- Quoted passage -

Family flees house fire

While most families still were enjoying post-Christmas cheer, the Burgos family was fleeing for safety.
The multigenerational family of 13 escaped its burning house in northwest Las Vegas on Wednesday morning, but the flames destroyed nearly everything the family owned.
“I hate to see it happen to anybody, but they were really nice people,” said Ronald Marquis, who lives across the street.
The fire started about 7:35 a.m. at 8513 Sable Beauty St., near Grand Teton Drive and Jones Boulevard.
Marquis’ 18-year-old son, Robert, was getting ready for work when his mother alerted him to the smoke.
The younger Marquis, an explorer with the Clark County Fire Department, said he ran outside with a few other neighbors to help. The family already was safe outside, but some of them escaped the second-floor inferno thanks only to a ladder left up to hang Christmas lights, he said.
Mary Kay Arellano and her husband, Guillermo, were awakened by fire engines. They looked outside and saw massive amounts of smoke.
“We couldn’t believe it,” Mary Kay Arellano said.
Neighbors along the street gathered on the sidewalks with the Burgos family and watched the fire burst through the roof.
Mary Kay Arellano grabbed her video camera and recorded the firefighters’ efforts to contain the stubborn blaze. The video captured a billowing plume of smoke streaming from the burned-out roof and flames leaping skyward as firefighters dumped water from above.
By the time firefighters beat the blaze, the fire had destroyed the roof and second-floor while causing an estimated $350,000 in damage to house the family called home since 2004. The value of the 3,754-square-foot home in April was $482,000, according to county records.
Investigators had not determined what sparked the fire.
Four people were taken to the hospital for minor burns and smoke inhalation.
“The one fellow’s hand was just blackened,” Mary Kay Arellano said. “It looked like something out of a scary movie.”
The family of nine adults and four children included grandparents, their children and grandchildren, neighbors said.
Neighbors were organizing collections of clothing and other necessities to help the family. A neighbor provided the Burgos relatives with temporary shelter, but they eventually moved in with a cousin who lives nearby, said a Burgos relative who identified herself only as Claire.
“It’s like a bad dream,” she said. “Thank God everybody’s OK.”

- Entries provided -
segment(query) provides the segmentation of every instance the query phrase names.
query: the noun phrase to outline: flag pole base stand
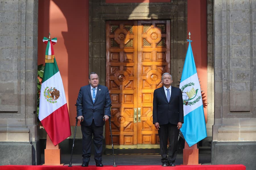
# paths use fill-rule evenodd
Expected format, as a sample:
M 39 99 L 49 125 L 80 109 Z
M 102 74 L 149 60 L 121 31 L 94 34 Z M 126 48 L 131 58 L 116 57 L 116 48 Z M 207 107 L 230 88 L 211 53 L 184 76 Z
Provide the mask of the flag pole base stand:
M 58 144 L 54 146 L 47 134 L 46 148 L 44 150 L 44 163 L 43 165 L 63 165 L 61 163 L 61 149 Z
M 199 150 L 197 144 L 189 147 L 185 141 L 185 146 L 183 149 L 183 165 L 201 165 L 198 163 Z

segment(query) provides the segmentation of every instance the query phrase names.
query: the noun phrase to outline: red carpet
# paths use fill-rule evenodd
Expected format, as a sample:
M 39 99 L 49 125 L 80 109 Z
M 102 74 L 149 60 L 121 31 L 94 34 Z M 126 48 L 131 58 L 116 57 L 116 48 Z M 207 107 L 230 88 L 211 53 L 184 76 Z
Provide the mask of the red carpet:
M 5 165 L 0 166 L 0 170 L 49 170 L 57 169 L 64 170 L 145 170 L 156 169 L 157 170 L 245 170 L 245 167 L 243 165 L 177 165 L 176 167 L 162 167 L 159 165 L 125 165 L 116 167 L 106 165 L 103 167 L 90 166 L 88 167 L 82 167 L 80 166 L 69 167 L 65 166 Z

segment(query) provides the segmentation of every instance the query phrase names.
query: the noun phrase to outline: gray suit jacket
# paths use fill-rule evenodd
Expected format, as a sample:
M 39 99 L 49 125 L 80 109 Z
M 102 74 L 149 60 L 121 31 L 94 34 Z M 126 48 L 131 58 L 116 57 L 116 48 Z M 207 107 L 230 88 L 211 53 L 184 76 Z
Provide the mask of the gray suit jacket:
M 111 101 L 108 88 L 99 85 L 94 104 L 91 93 L 90 84 L 81 88 L 77 100 L 77 116 L 82 116 L 84 121 L 80 124 L 90 126 L 94 120 L 97 126 L 103 126 L 105 122 L 103 120 L 104 115 L 110 116 Z

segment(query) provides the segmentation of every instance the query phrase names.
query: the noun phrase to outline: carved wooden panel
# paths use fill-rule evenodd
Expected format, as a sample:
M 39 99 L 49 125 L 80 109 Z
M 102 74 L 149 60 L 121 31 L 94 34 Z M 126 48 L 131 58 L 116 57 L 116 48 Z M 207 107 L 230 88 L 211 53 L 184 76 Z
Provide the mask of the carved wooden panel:
M 137 21 L 106 22 L 106 84 L 112 102 L 115 144 L 137 144 L 137 126 L 133 122 L 133 109 L 137 103 Z M 110 145 L 108 123 L 106 144 Z
M 170 22 L 168 21 L 138 22 L 138 143 L 159 143 L 158 132 L 153 124 L 154 90 L 162 86 L 163 74 L 170 72 Z
M 162 86 L 162 75 L 170 72 L 170 22 L 107 21 L 106 32 L 106 84 L 112 102 L 113 144 L 159 144 L 152 103 L 154 90 Z M 111 145 L 108 123 L 106 144 Z

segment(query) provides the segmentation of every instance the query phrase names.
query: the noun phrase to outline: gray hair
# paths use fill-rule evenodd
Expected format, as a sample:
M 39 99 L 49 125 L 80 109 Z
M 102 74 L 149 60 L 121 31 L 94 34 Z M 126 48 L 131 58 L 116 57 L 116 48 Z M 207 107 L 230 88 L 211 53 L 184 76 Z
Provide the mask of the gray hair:
M 170 76 L 171 76 L 171 79 L 172 79 L 172 75 L 170 75 L 168 73 L 165 73 L 163 74 L 163 75 L 162 76 L 162 78 L 161 78 L 161 80 L 164 80 L 164 75 L 165 75 L 166 74 L 170 75 Z

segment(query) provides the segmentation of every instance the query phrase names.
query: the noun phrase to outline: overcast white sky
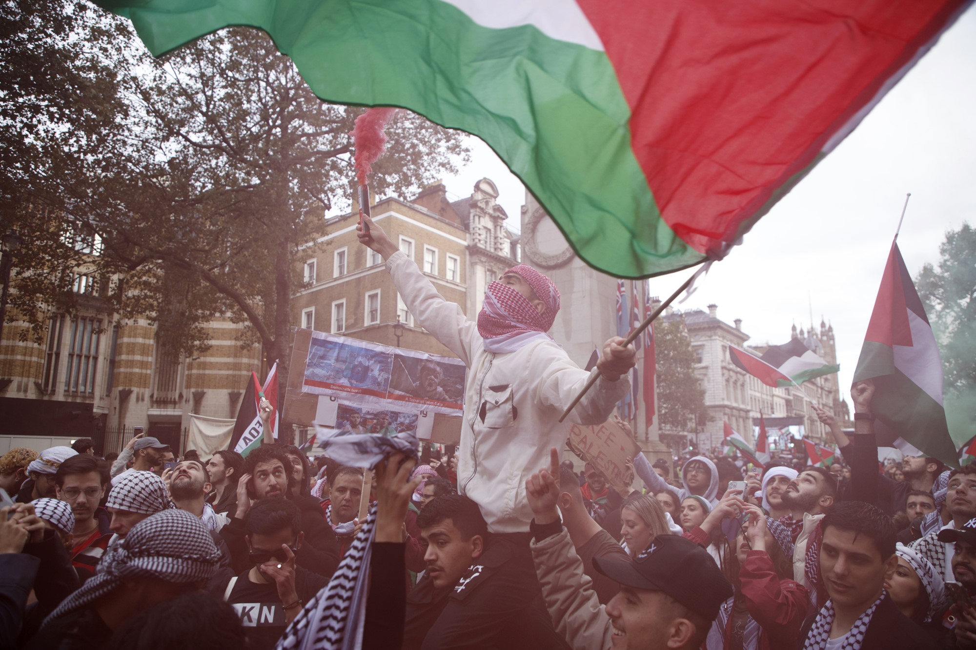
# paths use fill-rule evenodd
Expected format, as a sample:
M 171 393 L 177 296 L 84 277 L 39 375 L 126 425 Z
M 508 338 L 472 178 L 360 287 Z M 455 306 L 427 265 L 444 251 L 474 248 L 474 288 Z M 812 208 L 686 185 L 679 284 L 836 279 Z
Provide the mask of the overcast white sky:
M 750 344 L 783 344 L 795 321 L 834 325 L 840 386 L 849 386 L 906 192 L 899 247 L 913 277 L 937 263 L 947 229 L 976 223 L 976 11 L 968 11 L 799 185 L 698 283 L 682 308 L 718 305 Z M 518 229 L 524 188 L 471 138 L 471 163 L 445 179 L 470 194 L 482 177 Z M 666 297 L 686 272 L 651 280 Z

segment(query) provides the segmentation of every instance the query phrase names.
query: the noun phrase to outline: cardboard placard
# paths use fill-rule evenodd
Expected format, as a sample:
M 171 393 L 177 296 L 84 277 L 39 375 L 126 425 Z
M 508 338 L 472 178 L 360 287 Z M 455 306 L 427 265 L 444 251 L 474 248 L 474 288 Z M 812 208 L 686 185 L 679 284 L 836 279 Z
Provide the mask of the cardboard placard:
M 640 453 L 640 447 L 614 421 L 602 425 L 573 425 L 569 429 L 569 448 L 587 463 L 603 472 L 615 488 L 625 484 L 627 459 Z

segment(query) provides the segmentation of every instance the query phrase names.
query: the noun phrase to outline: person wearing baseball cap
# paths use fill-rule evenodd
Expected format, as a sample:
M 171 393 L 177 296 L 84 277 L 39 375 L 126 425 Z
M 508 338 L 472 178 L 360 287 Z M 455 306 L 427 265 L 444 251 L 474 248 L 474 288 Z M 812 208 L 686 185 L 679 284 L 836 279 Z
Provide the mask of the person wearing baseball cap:
M 533 474 L 525 491 L 535 513 L 532 558 L 556 631 L 574 648 L 701 647 L 733 593 L 712 556 L 690 540 L 658 535 L 633 560 L 593 557 L 596 570 L 621 586 L 600 605 L 559 519 L 556 449 L 550 457 L 550 469 Z
M 151 471 L 160 475 L 163 473 L 163 466 L 175 458 L 170 446 L 164 445 L 157 438 L 133 438 L 129 441 L 129 445 L 126 445 L 118 460 L 112 464 L 113 487 L 123 476 L 135 471 Z M 130 459 L 133 460 L 132 467 L 122 471 L 121 468 L 125 467 Z M 118 472 L 115 471 L 116 468 L 119 469 Z

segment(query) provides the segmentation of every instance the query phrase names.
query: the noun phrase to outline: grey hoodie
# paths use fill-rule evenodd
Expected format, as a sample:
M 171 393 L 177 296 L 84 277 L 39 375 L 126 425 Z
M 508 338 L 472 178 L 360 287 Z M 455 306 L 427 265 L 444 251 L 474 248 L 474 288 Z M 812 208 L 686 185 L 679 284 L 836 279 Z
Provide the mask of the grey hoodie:
M 684 501 L 687 497 L 691 496 L 691 490 L 688 489 L 688 479 L 685 477 L 685 470 L 688 466 L 695 461 L 704 463 L 712 472 L 712 476 L 709 478 L 709 489 L 705 491 L 705 494 L 699 496 L 704 497 L 710 504 L 712 504 L 712 507 L 714 508 L 715 504 L 718 503 L 718 467 L 715 467 L 714 463 L 704 456 L 695 456 L 688 459 L 688 462 L 681 467 L 681 485 L 684 488 L 681 490 L 681 500 Z

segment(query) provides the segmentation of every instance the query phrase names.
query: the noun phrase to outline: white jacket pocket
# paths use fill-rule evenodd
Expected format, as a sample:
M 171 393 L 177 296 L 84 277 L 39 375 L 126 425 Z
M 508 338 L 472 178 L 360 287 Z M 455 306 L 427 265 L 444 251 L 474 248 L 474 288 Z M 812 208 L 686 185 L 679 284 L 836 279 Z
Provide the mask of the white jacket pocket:
M 490 386 L 485 391 L 478 416 L 487 428 L 511 427 L 518 417 L 511 386 Z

- Directions -
Give again the part of the house fire article starting with "Mary Kay Arellano grabbed" and going on through "water from above.", copied word for word.

- Reply to the exercise -
Mary Kay Arellano grabbed her video camera and recorded the firefighters’ efforts to contain the stubborn blaze. The video captured a billowing plume of smoke streaming from the burned-out roof and flames leaping skyward as firefighters dumped water from above.